Text passage:
Columbia's deal with Trump administration seeks to reduce foreign students

July 28, 2025, 11:01 a.m.

About 13,750 of Columbia’s roughly 35,800 students – or 38% – are international students.

Columbia's famed statue.

The Trump administration’s new agreement with Columbia University takes aim at a key source of revenue for much of higher education: foreign students.

About 13,750 of Columbia’s roughly 35,800 students – or 38% – are international students. The new agreement requires Columbia to “examine its business model and take steps to decrease financial dependence on international student enrollment.”

It also requires a “comprehensive review of its international admissions,” ensuring that “international student-applicants are asked questions designed to elicit their reasons for wishing to study in the United States” and are “committed to the long-standing traditions of American Universities including civil discourse, free inquiry, open debate and the fundamental values of equality and respect.”

James Parrott, a senior fellow at the Center for New York City Affairs at The New School, says the new federal regulations are anathema to those traditions.

“Higher education has been one of the brightest areas of the city's economy in recent years, with international students playing an important part of that,” he said. “It has essentially been a strong New York City export. That strength has now had its knees cut out from under it."

Under the deal, Columbia will share admissions data with an independent monitor and the government. If either side feels like the other isn’t living up to the deal, the dispute could end up in court.

In a letter to the Columbia community on Thursday, acting university President Claire Shipman said the agreement resolved “a period of institutional uncertainty.” She defended the deal, writing that fighting the Trump administration could have led to the revocation of thousands of international student visas.

The university agreed Wednesday to pay $221 million to settle civil rights investigations and restore access to hundreds of millions of dollars in research grants. It codifies a slew of reforms the university made to address antisemitism, while underscoring some Trump administration priorities, such as requiring all-female sports and barring race preferences in admissions.

Miriam Feldblum, president of the President's Alliance on Higher Education and Immigration, said some of the demands involving admission and student conduct “are already policy and practice.”

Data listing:
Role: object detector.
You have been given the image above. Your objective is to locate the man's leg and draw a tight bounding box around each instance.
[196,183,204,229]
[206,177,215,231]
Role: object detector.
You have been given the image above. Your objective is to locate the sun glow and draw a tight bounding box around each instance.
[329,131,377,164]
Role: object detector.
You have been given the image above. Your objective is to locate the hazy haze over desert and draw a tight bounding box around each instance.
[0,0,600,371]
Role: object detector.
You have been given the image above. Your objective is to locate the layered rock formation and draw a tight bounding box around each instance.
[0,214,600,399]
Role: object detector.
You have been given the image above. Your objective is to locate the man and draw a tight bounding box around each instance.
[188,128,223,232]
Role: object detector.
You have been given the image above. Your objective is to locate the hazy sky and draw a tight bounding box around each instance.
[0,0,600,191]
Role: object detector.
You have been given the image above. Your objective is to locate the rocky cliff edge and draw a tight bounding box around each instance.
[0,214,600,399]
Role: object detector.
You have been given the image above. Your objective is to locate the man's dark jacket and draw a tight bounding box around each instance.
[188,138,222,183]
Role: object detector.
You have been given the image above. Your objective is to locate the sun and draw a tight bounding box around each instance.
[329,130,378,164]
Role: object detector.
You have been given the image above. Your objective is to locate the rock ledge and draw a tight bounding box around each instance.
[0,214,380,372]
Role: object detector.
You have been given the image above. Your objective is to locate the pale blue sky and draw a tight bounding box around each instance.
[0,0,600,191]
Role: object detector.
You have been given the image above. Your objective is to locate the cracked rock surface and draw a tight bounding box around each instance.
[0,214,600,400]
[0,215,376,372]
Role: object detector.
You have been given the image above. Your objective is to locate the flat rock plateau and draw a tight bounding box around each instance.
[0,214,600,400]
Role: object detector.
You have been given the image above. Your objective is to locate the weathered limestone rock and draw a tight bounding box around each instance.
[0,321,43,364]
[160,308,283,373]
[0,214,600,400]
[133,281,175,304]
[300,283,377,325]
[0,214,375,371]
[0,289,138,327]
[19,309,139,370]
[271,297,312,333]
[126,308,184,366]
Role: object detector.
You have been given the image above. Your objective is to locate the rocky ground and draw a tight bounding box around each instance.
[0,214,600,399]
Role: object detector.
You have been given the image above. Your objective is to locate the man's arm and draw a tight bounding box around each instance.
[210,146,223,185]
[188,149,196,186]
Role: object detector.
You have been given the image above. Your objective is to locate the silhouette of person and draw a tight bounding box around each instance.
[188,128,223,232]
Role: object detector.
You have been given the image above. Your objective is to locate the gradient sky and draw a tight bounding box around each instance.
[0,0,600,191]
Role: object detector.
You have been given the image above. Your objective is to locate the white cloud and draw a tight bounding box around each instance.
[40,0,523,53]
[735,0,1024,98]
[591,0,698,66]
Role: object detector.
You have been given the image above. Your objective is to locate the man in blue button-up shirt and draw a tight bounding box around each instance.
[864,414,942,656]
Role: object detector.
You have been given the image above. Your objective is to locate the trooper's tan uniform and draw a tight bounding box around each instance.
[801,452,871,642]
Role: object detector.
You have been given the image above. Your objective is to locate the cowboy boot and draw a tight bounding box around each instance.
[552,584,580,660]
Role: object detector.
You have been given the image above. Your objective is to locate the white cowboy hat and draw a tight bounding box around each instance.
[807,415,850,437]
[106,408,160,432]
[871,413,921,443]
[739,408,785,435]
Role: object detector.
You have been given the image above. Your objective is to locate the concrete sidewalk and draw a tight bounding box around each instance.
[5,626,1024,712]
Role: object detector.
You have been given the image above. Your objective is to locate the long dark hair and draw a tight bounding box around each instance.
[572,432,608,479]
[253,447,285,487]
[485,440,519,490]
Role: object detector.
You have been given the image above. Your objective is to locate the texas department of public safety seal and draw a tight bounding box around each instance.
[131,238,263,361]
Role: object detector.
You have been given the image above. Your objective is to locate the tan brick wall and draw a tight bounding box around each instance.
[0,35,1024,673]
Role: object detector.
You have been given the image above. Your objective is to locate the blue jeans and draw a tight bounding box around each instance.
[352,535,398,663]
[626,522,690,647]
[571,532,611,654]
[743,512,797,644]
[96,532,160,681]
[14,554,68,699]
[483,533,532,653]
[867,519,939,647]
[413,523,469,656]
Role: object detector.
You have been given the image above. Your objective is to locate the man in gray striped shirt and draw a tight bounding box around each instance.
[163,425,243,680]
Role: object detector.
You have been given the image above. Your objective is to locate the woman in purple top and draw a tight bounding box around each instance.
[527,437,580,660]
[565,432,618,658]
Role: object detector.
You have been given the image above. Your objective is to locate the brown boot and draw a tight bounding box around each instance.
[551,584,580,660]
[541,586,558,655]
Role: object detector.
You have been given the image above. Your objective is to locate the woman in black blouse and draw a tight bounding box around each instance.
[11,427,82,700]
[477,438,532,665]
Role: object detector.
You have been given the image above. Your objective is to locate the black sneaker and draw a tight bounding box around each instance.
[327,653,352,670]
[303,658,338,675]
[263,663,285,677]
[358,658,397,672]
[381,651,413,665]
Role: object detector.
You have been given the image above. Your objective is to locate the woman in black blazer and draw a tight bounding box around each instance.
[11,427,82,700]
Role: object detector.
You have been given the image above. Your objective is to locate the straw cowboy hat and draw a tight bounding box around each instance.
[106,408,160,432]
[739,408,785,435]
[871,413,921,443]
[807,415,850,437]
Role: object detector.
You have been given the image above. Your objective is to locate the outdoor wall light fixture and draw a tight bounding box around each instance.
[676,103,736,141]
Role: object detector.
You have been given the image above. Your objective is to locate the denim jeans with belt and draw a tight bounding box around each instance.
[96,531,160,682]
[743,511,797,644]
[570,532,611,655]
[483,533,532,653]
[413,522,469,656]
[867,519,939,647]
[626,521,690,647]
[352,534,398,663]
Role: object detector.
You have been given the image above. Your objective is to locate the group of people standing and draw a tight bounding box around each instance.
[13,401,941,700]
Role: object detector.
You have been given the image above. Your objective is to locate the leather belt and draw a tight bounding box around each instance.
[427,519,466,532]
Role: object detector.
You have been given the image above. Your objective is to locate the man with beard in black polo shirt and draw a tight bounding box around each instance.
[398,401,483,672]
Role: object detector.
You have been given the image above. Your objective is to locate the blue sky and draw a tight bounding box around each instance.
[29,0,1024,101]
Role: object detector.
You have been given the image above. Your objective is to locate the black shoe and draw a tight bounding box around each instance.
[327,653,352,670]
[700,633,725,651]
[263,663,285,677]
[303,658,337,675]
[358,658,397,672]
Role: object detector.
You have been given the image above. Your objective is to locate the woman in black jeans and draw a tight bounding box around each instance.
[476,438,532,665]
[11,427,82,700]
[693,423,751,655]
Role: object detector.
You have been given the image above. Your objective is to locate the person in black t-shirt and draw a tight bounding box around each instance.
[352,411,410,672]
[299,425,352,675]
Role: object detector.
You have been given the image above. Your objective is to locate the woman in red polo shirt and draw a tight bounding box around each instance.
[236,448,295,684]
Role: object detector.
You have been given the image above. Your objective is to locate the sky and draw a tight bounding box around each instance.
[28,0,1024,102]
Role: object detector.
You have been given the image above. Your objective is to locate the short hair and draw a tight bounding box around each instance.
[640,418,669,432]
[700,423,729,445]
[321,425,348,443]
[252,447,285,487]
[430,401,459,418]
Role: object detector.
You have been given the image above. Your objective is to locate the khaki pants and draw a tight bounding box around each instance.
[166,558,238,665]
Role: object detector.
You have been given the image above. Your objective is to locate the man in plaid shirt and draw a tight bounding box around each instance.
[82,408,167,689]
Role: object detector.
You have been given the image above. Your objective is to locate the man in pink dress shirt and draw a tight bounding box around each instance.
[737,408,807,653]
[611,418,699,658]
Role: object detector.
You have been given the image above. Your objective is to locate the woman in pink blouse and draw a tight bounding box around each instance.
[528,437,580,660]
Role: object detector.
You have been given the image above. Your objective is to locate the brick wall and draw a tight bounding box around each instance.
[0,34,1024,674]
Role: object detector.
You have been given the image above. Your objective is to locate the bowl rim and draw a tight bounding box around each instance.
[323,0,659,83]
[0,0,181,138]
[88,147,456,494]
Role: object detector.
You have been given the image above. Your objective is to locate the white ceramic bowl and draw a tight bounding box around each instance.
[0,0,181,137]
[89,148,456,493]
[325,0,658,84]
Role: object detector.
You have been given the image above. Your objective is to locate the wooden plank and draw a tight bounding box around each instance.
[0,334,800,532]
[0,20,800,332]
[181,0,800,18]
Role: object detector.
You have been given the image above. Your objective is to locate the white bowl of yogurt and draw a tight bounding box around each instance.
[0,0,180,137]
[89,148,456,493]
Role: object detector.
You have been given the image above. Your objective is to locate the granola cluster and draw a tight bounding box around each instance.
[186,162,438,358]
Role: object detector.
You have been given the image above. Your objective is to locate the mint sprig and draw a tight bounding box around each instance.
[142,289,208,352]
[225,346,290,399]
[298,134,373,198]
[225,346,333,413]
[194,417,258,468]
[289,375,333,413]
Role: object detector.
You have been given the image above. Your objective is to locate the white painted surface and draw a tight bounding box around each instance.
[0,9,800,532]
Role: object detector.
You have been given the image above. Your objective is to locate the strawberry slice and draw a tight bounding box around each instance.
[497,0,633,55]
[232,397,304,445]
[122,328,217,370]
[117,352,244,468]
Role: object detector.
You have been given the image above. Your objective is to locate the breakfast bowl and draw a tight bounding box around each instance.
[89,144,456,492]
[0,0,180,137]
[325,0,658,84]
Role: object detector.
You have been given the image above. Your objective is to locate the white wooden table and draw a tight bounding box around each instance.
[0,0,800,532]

Objective 1: Reproduce the Columbia article word for word, beginning at "In a letter" and stopping after "international student visas.".
Objective 2: Please carry the Columbia article forward, writing the next part that follows its final sentence.
The records were taken from a separate source.

Result 1:
In a letter to the Columbia community on Thursday, acting university President Claire Shipman said the agreement resolved “a period of institutional uncertainty.” She defended the deal, writing that fighting the Trump administration could have led to the revocation of thousands of international student visas.

Result 2:
But she said the move to reduce reliance on international students is part of a broader pattern by the Trump administration that surveys show is deterring international students from enrolling in the United States.

Over the past six months, the Trump administration has sought to detain and deport student activists at Columbia, including the high-profile cases of Mahmoud Khalil and Mohsen Mahdawi, attempted mass visa revocations of students and paused visa interviews. The federal government has also targeted international students in its campaign against Harvard University.

“This is happening right now and we're gonna see the adverse impacts in the fall,” Feldblum said, whose group is made up of universities including Columbia. “We're talking about rents and restaurants, food and furnishings, all the things that students need on a daily basis.”

More International students pay to study in the United States than American students pay to study abroad, and international students across the country also tend to pay more than their U.S.-born peers.

“The whole episode Columbia (and other universities) has gone through with the Trump administration is chilling, and likely will result in some reduction in international students coming to NYC,” Parrott said by email. “And coupled with the violation of due process for immigrants across the board … Trump administration policies will set back the NYC economy over the next few years.”

A Columbia official said the university will remain a global institution.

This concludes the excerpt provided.